Information shown ->
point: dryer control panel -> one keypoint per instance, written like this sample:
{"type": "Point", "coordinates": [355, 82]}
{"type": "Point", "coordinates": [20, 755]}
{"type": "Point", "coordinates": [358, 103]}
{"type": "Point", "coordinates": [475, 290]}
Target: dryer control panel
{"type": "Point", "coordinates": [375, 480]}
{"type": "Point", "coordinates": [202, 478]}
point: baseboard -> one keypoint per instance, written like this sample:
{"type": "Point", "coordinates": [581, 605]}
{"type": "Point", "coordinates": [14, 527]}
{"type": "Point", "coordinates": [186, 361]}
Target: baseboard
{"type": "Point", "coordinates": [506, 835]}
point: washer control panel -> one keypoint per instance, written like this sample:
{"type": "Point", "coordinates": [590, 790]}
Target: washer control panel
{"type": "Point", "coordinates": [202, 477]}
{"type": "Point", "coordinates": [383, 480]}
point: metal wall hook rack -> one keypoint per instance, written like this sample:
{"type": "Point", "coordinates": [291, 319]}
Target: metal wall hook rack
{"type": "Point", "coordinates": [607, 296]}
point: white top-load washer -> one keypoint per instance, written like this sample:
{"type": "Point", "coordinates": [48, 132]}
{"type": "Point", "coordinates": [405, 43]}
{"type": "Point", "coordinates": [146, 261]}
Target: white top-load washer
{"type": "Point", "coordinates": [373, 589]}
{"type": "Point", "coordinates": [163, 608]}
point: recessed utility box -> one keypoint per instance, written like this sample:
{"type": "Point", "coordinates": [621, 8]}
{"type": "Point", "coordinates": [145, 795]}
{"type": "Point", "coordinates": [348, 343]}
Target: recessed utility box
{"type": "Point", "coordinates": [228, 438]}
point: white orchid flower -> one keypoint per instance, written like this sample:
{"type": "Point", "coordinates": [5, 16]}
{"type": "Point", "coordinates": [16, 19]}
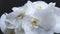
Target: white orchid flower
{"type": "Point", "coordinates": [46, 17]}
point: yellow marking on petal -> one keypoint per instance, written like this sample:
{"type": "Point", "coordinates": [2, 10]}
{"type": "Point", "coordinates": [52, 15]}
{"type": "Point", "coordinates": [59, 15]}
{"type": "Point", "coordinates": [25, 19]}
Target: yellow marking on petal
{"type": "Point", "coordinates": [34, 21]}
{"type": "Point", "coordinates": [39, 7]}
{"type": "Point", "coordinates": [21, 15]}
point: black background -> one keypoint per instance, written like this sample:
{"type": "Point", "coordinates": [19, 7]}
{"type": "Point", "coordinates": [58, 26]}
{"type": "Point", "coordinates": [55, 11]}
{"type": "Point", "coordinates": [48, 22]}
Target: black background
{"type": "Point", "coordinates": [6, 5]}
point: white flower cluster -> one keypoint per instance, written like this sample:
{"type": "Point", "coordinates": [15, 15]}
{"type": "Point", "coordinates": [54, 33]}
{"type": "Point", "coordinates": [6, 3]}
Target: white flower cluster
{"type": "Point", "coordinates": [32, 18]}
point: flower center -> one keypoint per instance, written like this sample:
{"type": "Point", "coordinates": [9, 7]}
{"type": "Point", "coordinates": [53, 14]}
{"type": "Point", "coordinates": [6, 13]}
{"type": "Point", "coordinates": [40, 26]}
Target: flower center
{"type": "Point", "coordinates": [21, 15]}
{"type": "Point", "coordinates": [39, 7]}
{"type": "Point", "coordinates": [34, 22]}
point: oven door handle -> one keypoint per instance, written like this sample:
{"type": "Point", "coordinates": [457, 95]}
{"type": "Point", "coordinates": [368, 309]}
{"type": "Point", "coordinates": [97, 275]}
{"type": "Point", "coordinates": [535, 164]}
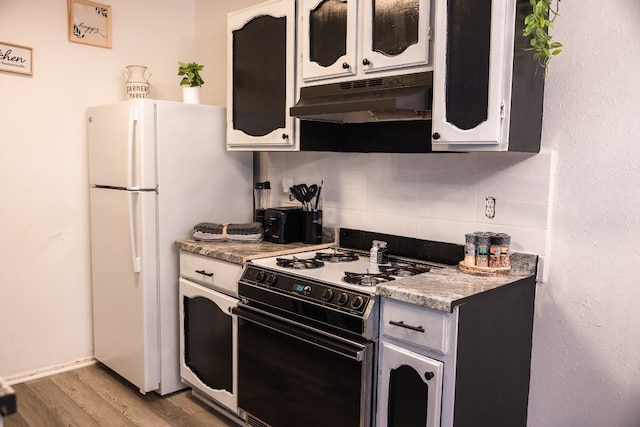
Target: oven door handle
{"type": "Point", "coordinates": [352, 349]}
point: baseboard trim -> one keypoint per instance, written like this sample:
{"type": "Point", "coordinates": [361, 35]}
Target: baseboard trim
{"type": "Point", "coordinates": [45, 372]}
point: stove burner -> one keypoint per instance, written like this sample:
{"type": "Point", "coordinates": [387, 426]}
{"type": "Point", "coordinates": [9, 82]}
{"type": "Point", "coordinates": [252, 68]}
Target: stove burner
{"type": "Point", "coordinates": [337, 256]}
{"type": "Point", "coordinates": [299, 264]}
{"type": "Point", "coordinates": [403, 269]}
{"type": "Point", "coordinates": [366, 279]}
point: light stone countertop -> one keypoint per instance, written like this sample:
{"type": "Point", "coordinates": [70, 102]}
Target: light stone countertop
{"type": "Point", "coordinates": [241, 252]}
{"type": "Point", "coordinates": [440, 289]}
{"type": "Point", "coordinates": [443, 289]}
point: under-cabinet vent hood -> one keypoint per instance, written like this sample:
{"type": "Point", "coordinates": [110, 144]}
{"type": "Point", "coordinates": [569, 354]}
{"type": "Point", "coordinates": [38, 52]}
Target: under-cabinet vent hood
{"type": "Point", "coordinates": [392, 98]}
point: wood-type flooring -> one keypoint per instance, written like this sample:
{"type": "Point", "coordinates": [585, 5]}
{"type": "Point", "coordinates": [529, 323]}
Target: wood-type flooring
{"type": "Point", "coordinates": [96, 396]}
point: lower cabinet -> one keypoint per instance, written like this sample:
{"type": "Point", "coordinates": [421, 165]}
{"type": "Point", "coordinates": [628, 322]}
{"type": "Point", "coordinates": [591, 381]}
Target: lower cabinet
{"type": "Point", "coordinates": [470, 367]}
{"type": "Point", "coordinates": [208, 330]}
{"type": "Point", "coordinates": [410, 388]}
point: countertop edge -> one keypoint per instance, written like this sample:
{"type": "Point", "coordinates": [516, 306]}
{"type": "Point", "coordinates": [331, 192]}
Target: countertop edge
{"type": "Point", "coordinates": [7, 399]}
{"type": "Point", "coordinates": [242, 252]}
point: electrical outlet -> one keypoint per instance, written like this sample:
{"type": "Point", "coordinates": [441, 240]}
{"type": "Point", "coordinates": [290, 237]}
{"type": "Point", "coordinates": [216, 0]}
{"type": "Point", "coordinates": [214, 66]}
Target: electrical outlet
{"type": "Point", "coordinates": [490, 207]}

==

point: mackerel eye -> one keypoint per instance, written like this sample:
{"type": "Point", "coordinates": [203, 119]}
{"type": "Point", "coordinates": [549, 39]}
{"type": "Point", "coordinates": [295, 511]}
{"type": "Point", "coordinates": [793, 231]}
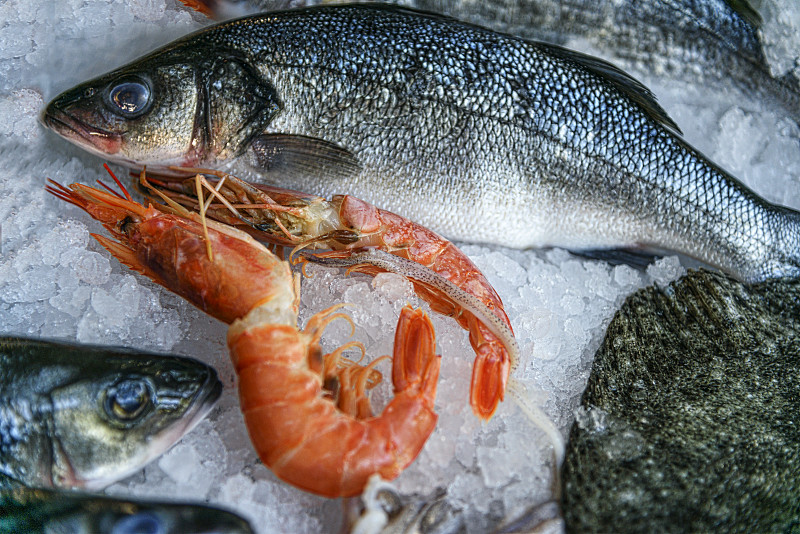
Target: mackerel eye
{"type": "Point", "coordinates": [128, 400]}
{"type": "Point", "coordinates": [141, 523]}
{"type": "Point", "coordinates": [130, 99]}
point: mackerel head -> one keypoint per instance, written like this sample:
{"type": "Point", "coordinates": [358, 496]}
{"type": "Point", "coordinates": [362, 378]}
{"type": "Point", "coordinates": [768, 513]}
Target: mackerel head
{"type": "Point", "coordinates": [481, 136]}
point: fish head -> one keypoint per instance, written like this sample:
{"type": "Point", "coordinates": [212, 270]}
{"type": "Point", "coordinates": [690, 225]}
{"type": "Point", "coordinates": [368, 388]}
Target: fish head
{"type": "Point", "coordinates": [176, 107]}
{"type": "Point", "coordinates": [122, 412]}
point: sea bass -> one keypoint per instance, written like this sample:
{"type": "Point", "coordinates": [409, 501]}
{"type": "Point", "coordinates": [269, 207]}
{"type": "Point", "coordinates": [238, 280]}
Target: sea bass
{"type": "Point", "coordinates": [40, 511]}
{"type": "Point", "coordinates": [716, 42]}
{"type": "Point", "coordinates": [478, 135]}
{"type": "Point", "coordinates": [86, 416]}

Work item ->
Taking the listing above as the source, transcribe only the lines starting at the line with "point: dryer control" and going through the line with "point: baseboard ->", unaltered and with both ends included.

Response to the task ->
point: dryer control panel -> one keypoint per instance, written like this sample:
{"type": "Point", "coordinates": [355, 82]}
{"type": "Point", "coordinates": [20, 755]}
{"type": "Point", "coordinates": [358, 103]}
{"type": "Point", "coordinates": [475, 290]}
Target: dryer control panel
{"type": "Point", "coordinates": [375, 480]}
{"type": "Point", "coordinates": [202, 478]}
point: baseboard -> one keypoint per instance, written like this sample:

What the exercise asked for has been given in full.